--- SET PROBLEM A ---
According to the article on finding duplicate values with ROW_NUMBER(), which operating system was used?
--- SET PROBLEM B ---
Carry on the article about finding duplicate values with ROW_NUMBER(), beginning right after its last line.

--- PASSAGE ---
######

ROW_NUMBER() Window Function – find duplicate values.

Many times, we do not want duplicate rows or values in our SQL tables. On the other hand, in some situations, it does not matter if there are duplicates present. For whatever reason, suppose duplicates have found their way into one of your tables. How can you find them quickly and easily? The ROW_NUMBER() Window function is a fantastic tool to use. Continue reading and see example queries you can apply to your own tables and find those duplicates…

pile of identical plug like circuit chips blue in color — Photo by Joe Green on Unsplash

OS and DB used:

Linux Mint 20 “Ulyana”

######

--- ENTRIES SHOWN ---

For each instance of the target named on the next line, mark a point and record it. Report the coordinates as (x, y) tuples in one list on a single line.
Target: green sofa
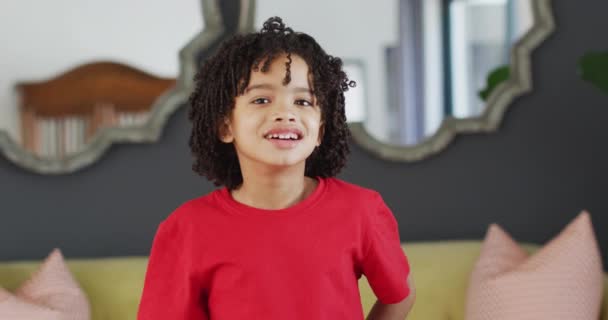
[(440, 270)]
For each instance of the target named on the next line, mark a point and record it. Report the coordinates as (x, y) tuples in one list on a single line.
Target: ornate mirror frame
[(519, 83), (162, 109)]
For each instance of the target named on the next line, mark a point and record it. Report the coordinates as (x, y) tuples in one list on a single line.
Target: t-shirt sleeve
[(170, 290), (384, 263)]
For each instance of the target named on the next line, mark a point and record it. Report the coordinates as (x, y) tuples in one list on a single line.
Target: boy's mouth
[(284, 134), (284, 138)]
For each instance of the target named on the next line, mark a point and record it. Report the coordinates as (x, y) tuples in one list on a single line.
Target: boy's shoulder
[(340, 186)]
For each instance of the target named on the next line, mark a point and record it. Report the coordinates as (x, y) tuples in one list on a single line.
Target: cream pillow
[(563, 280), (51, 293)]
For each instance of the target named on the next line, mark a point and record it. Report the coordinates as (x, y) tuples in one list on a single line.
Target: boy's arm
[(395, 311)]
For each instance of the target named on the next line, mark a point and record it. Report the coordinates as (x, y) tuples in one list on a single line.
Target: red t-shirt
[(216, 258)]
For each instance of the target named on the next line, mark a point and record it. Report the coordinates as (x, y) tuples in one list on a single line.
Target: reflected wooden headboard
[(87, 98)]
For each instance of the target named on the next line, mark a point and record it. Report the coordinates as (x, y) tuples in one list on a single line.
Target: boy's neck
[(274, 189)]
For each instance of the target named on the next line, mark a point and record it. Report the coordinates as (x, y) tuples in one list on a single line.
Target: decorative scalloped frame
[(160, 112), (519, 83)]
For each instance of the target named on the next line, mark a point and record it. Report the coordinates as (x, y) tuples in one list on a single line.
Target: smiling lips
[(284, 138)]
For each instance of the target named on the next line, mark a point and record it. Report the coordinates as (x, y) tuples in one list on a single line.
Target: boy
[(283, 239)]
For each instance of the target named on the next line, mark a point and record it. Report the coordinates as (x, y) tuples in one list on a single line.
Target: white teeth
[(288, 136)]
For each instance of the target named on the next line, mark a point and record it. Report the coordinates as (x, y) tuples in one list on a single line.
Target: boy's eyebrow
[(272, 87)]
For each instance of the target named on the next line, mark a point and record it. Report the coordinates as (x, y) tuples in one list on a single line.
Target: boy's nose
[(284, 114)]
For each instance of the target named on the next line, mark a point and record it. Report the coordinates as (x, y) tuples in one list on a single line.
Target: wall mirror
[(79, 76), (421, 65)]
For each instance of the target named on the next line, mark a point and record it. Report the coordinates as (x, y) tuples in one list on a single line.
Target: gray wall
[(547, 162)]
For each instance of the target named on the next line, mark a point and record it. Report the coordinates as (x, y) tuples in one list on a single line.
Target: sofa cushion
[(563, 280), (50, 293)]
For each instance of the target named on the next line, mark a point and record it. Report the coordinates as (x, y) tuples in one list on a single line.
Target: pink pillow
[(51, 293), (563, 280)]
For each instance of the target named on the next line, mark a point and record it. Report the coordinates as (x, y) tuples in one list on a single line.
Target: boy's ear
[(225, 132), (321, 133)]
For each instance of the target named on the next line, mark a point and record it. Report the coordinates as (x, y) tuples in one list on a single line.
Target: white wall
[(349, 29), (41, 39)]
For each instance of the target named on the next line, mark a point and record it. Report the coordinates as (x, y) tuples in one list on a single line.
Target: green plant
[(593, 68), (496, 77)]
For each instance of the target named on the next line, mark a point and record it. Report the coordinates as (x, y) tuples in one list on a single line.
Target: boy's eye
[(303, 102), (260, 101)]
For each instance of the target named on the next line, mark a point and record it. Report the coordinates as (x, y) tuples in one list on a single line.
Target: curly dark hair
[(226, 75)]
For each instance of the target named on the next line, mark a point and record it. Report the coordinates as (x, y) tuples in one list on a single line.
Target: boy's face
[(272, 123)]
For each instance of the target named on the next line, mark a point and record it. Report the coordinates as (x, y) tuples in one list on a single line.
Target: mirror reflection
[(416, 62), (65, 79)]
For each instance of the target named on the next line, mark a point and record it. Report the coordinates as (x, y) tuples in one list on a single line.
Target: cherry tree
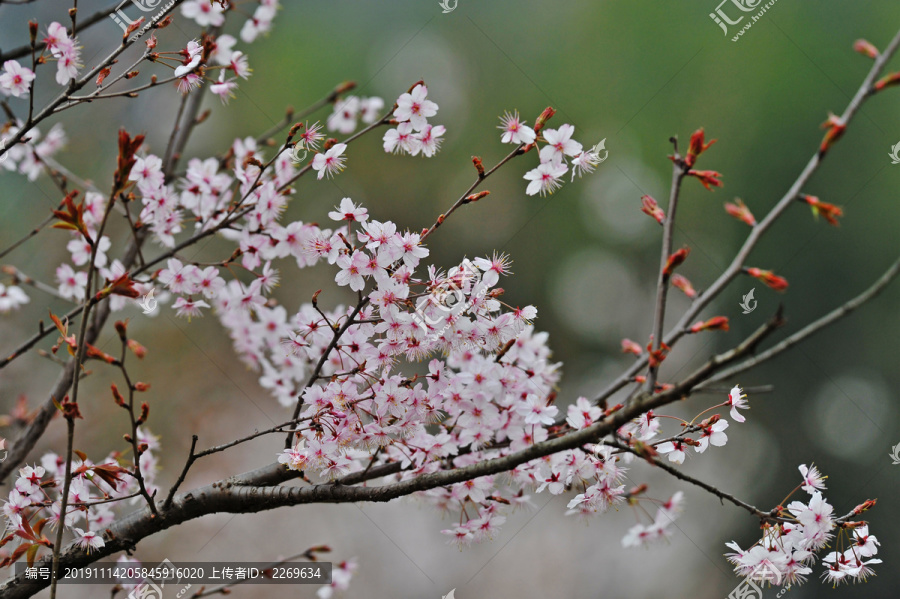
[(429, 384)]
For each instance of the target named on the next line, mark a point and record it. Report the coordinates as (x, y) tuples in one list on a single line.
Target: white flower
[(204, 12), (545, 178), (415, 107), (194, 56), (15, 79), (536, 411)]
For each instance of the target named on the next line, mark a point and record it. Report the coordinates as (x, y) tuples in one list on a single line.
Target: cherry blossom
[(15, 79), (515, 130), (415, 107), (204, 13), (545, 178), (11, 297), (349, 211), (331, 162), (193, 55)]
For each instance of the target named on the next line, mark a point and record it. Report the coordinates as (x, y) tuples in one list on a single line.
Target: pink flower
[(148, 172), (203, 12), (260, 22), (415, 107), (71, 283), (311, 136), (223, 88), (10, 299), (179, 278), (223, 49), (343, 118), (16, 79), (330, 162), (514, 130), (559, 143), (674, 449), (239, 64)]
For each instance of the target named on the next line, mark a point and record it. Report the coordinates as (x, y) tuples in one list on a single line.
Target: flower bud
[(696, 147), (543, 118), (680, 282), (476, 196), (707, 178), (865, 48), (630, 347)]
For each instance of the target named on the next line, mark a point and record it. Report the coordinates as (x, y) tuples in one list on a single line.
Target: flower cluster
[(36, 498), (66, 52), (787, 550), (414, 134), (554, 157)]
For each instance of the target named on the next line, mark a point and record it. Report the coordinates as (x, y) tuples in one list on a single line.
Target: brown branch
[(662, 284), (812, 328)]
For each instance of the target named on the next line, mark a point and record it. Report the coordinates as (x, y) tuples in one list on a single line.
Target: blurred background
[(634, 73)]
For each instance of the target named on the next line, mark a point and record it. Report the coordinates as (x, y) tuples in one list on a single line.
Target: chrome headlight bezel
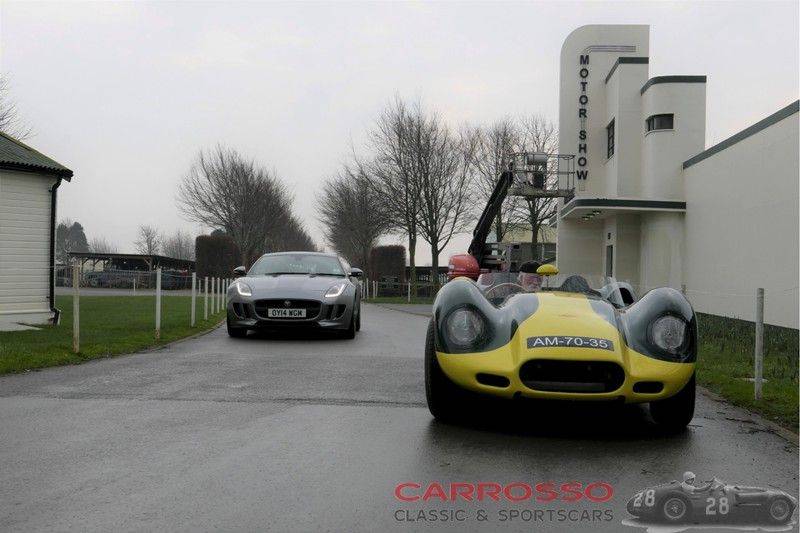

######

--- FINAL RESULT A ---
Linux Mint 20 “Ulyana”

--- FINAL RESULT B ---
MySQL 8.0.22

Self-Promotion:

If you enjoy the content written here, by all means, share this blog and your favorite post(s) with others who may benefit from or like it as well. Since coffee is my favorite drink, you can even buy me one if you would like!

Visit this fantastic YouTube video where I learned a great deal for this blog post.

For the examples in this post, we have this arbitrary table with some test data:

mysql-sql [learning]> SELECT * FROM some_names;
+----+------------+
| id | first_name |
+----+------------+
| 1 | Max |
| 2 | Mary |
| 3 | Charlie |
| 4 | Humpty |
| 5 | Roger |
| 6 | Jim |
| 7 | Jupyter |
| 8 | Max |
| 9 | Mary |
| 10 | Charlie |
| 11 | Humpty |
| 12 | Roger |
| 13 | Jim |
| 14 | Jupyter |
| 15 | Jim |
| 16 | Jim |
| 17 | Max |
| 18 | Max |
| 19 | Mary |
+----+------------+
19 rows in set (0.0011 sec)

You can likely pick out the few duplicates that are present since this is a rather small result set. However, with a larger result set, not so easy. Let’s put ROW_NUMBER() to work in finding the duplicates.

But first, let’s visit the online window functions documentation on ROW_NUMBER() and see the syntax and description:

ROW_NUMBER() OVER()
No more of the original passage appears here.